_Extracted entries_

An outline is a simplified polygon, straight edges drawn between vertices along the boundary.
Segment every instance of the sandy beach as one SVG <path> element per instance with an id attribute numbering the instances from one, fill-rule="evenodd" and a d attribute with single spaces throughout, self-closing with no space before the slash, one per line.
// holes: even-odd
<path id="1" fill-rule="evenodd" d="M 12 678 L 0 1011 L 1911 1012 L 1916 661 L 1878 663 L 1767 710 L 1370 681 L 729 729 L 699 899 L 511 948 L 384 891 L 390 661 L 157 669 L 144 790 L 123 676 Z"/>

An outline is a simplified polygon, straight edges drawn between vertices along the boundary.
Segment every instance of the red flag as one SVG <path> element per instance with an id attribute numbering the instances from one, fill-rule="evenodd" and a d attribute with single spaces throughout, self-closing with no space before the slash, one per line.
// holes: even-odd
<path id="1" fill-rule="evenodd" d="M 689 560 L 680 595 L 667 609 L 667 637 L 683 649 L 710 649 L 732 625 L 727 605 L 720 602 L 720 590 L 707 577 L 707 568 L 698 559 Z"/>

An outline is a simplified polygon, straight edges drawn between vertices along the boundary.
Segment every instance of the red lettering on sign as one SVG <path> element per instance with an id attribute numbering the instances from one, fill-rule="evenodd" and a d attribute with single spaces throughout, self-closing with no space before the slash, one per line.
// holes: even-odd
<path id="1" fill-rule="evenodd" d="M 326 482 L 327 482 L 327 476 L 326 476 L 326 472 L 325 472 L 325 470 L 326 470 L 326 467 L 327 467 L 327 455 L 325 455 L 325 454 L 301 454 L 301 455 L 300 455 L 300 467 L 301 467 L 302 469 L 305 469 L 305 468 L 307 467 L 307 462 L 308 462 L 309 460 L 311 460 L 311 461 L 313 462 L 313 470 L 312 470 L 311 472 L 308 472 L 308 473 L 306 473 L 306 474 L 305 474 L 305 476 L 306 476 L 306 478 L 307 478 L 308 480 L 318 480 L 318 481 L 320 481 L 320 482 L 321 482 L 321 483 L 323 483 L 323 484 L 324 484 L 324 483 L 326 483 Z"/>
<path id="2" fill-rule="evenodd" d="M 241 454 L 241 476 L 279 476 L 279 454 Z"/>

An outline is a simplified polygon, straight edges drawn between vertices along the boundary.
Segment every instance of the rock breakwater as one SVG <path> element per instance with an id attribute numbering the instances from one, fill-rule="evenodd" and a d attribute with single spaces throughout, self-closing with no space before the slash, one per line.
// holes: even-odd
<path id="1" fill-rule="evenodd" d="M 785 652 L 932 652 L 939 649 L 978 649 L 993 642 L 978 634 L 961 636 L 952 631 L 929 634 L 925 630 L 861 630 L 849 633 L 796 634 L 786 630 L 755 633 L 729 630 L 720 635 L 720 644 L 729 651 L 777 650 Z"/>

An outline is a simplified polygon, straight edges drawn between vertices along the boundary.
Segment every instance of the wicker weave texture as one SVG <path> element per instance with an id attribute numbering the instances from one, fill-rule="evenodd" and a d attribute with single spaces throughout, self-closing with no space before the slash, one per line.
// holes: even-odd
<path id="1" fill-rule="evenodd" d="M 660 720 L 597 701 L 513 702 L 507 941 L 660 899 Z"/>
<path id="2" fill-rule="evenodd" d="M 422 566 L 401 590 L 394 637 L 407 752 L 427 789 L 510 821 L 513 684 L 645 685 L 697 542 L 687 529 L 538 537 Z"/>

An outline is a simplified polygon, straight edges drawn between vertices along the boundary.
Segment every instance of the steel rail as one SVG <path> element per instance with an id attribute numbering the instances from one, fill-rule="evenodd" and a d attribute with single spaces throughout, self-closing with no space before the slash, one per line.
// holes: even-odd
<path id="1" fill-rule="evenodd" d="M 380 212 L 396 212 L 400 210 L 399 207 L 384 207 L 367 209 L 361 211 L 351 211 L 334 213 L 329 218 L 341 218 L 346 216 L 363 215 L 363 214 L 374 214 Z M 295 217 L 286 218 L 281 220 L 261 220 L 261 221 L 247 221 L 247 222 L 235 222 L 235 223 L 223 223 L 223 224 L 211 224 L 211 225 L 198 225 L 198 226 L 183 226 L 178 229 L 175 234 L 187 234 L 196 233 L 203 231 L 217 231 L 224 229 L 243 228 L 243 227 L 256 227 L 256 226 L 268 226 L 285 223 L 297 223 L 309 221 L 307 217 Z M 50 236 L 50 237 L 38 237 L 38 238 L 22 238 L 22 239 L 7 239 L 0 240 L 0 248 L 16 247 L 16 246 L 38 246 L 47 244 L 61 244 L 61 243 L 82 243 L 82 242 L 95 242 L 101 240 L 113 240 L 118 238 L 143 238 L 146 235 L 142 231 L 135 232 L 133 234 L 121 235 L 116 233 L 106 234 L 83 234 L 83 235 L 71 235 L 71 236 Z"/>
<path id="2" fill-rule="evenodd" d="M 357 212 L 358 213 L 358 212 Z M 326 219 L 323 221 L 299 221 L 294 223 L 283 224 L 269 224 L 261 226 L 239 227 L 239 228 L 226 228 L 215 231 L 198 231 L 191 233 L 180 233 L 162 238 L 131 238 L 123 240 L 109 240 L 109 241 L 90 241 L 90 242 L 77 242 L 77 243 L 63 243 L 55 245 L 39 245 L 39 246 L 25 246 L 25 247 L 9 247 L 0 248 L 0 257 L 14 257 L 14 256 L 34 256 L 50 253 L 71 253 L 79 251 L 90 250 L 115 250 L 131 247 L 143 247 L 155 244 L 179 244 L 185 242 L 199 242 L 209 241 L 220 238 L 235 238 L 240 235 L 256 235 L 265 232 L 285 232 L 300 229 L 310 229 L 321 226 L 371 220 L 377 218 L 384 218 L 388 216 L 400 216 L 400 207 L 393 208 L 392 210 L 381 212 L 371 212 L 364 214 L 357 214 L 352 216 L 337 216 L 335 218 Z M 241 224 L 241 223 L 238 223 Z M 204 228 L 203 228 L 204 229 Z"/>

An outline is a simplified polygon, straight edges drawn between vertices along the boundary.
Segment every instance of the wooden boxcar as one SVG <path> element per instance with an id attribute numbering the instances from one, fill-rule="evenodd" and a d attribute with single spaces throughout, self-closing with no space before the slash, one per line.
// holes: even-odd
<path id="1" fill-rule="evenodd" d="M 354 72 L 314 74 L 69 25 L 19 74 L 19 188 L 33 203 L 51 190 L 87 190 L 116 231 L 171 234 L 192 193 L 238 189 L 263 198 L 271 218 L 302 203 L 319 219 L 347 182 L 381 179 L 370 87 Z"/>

_What this task involves_
All records above are to be output again exactly as they stand.

_Exercise answer_
An outline is a simplified polygon, straight edges drawn between vertices along the boundary.
Segment every instance of the sandy beach as one SVG <path> element per instance with an id attribute numbering the instances from one, fill-rule="evenodd" and a d attribute with single spaces throughout, self-closing with no space before the slash, one per line.
// holes: even-odd
<path id="1" fill-rule="evenodd" d="M 12 678 L 0 1011 L 1911 1012 L 1916 661 L 1878 663 L 1767 710 L 1370 681 L 729 729 L 699 899 L 511 948 L 384 891 L 390 661 L 157 669 L 144 790 L 123 676 Z"/>

An outline is a simplified polygon, straight edges drawn between vertices along the boundary.
Segment every instance of the red flag as one SVG <path> element per instance with an id attribute numbering the instances from one, fill-rule="evenodd" and a d attribute with single spaces throughout, self-closing with no space before the slash, one per line.
// holes: even-odd
<path id="1" fill-rule="evenodd" d="M 689 560 L 680 595 L 667 609 L 667 637 L 683 649 L 710 649 L 732 625 L 727 605 L 720 602 L 720 590 L 707 577 L 707 568 L 698 559 Z"/>

An outline is a simplified polygon, straight edges drawn between vertices along the boundary.
Segment every instance of the red lettering on sign as one SVG <path> element per instance with an id attribute numbering the instances from one, fill-rule="evenodd" and a d attribute with single spaces throughout, self-closing with no space before the slash, one per line.
// holes: even-odd
<path id="1" fill-rule="evenodd" d="M 326 482 L 327 482 L 327 476 L 326 476 L 326 472 L 325 472 L 325 470 L 326 470 L 326 467 L 327 467 L 327 455 L 325 455 L 325 454 L 301 454 L 301 455 L 300 455 L 300 467 L 301 467 L 302 469 L 305 469 L 305 468 L 307 467 L 307 462 L 308 462 L 309 460 L 311 460 L 311 461 L 313 462 L 313 470 L 312 470 L 311 472 L 308 472 L 308 473 L 306 473 L 306 474 L 305 474 L 305 476 L 306 476 L 306 478 L 307 478 L 308 480 L 318 480 L 318 481 L 320 481 L 320 482 L 321 482 L 321 483 L 323 483 L 323 484 L 324 484 L 324 483 L 326 483 Z"/>
<path id="2" fill-rule="evenodd" d="M 241 454 L 241 476 L 279 476 L 279 454 Z"/>

An outline is a simplified polygon, straight edges drawn between vertices along the boundary.
Segment every instance of the rock breakwater as one SVG <path> element per instance with an id attribute numbering the instances from one, fill-rule="evenodd" and a d attribute with single spaces throughout, self-closing with no space before the slash, one per line.
// holes: even-odd
<path id="1" fill-rule="evenodd" d="M 785 652 L 932 652 L 939 649 L 978 649 L 993 642 L 978 634 L 961 636 L 952 631 L 929 634 L 925 630 L 861 630 L 849 633 L 796 634 L 786 630 L 755 633 L 729 630 L 720 635 L 720 644 L 729 651 L 777 650 Z"/>

An outline is a simplified polygon, straight edges drawn between vertices along the boundary.
Segment every instance of the wicker weave texture as one SVG <path> element per instance with an id attribute numbering the instances from one, fill-rule="evenodd" and a d attribute with single spaces throughout, self-closing with no space before the slash, one per line.
// holes: even-odd
<path id="1" fill-rule="evenodd" d="M 660 720 L 597 701 L 513 702 L 507 941 L 660 899 Z"/>
<path id="2" fill-rule="evenodd" d="M 422 566 L 401 590 L 394 637 L 407 752 L 427 789 L 510 821 L 513 684 L 645 685 L 697 542 L 687 529 L 538 537 Z"/>

An outline is a simplified polygon, straight edges drawn between vertices along the boundary.
Segment every instance of the steel rail as one SVG <path> element per instance with an id attribute numbering the instances from one, fill-rule="evenodd" and a d attribute with single spaces throughout, self-closing with no space before the slash, one per line.
// holes: even-odd
<path id="1" fill-rule="evenodd" d="M 380 212 L 396 212 L 400 210 L 399 207 L 384 207 L 367 209 L 361 211 L 351 211 L 334 213 L 329 218 L 341 218 L 346 216 L 363 215 L 363 214 L 374 214 Z M 295 217 L 286 218 L 281 220 L 261 220 L 261 221 L 247 221 L 247 222 L 235 222 L 235 223 L 223 223 L 223 224 L 211 224 L 211 225 L 198 225 L 198 226 L 183 226 L 178 229 L 175 234 L 187 234 L 196 233 L 203 231 L 217 231 L 224 229 L 243 228 L 243 227 L 256 227 L 256 226 L 268 226 L 285 223 L 297 223 L 309 221 L 307 217 Z M 50 236 L 50 237 L 38 237 L 38 238 L 22 238 L 22 239 L 7 239 L 0 240 L 0 248 L 16 247 L 16 246 L 38 246 L 47 244 L 61 244 L 61 243 L 82 243 L 82 242 L 95 242 L 101 240 L 113 240 L 118 238 L 143 238 L 146 235 L 142 231 L 135 232 L 133 234 L 121 235 L 116 233 L 106 234 L 83 234 L 83 235 L 71 235 L 71 236 Z"/>
<path id="2" fill-rule="evenodd" d="M 357 212 L 358 213 L 358 212 Z M 326 219 L 323 221 L 299 221 L 294 223 L 283 224 L 269 224 L 261 226 L 239 227 L 239 228 L 226 228 L 215 231 L 198 231 L 191 233 L 180 233 L 162 238 L 131 238 L 123 240 L 109 240 L 109 241 L 90 241 L 90 242 L 77 242 L 77 243 L 63 243 L 55 245 L 39 245 L 39 246 L 25 246 L 25 247 L 9 247 L 0 248 L 0 257 L 14 257 L 14 256 L 34 256 L 50 253 L 71 253 L 79 251 L 90 250 L 115 250 L 131 247 L 143 247 L 155 244 L 179 244 L 185 242 L 199 242 L 209 241 L 220 238 L 235 238 L 240 235 L 256 235 L 265 232 L 285 232 L 300 229 L 310 229 L 321 226 L 371 220 L 377 218 L 384 218 L 388 216 L 400 216 L 400 207 L 393 208 L 392 210 L 381 212 L 371 212 L 364 214 L 357 214 L 352 216 L 337 216 L 335 218 Z M 241 224 L 241 223 L 238 223 Z M 204 228 L 203 228 L 204 229 Z"/>

An outline is a simplified polygon, straight edges drawn between vertices along the boundary.
Segment every instance of the wooden boxcar as one SVG <path> element per instance with an id attribute numbering the instances from one, fill-rule="evenodd" and a d attribute with single spaces throughout, self-closing with no space before the slash, one per line.
// holes: even-odd
<path id="1" fill-rule="evenodd" d="M 354 72 L 314 74 L 69 25 L 19 74 L 19 188 L 33 203 L 51 190 L 87 190 L 116 231 L 171 234 L 192 193 L 238 189 L 263 198 L 271 218 L 302 203 L 319 219 L 347 182 L 381 179 L 370 87 Z"/>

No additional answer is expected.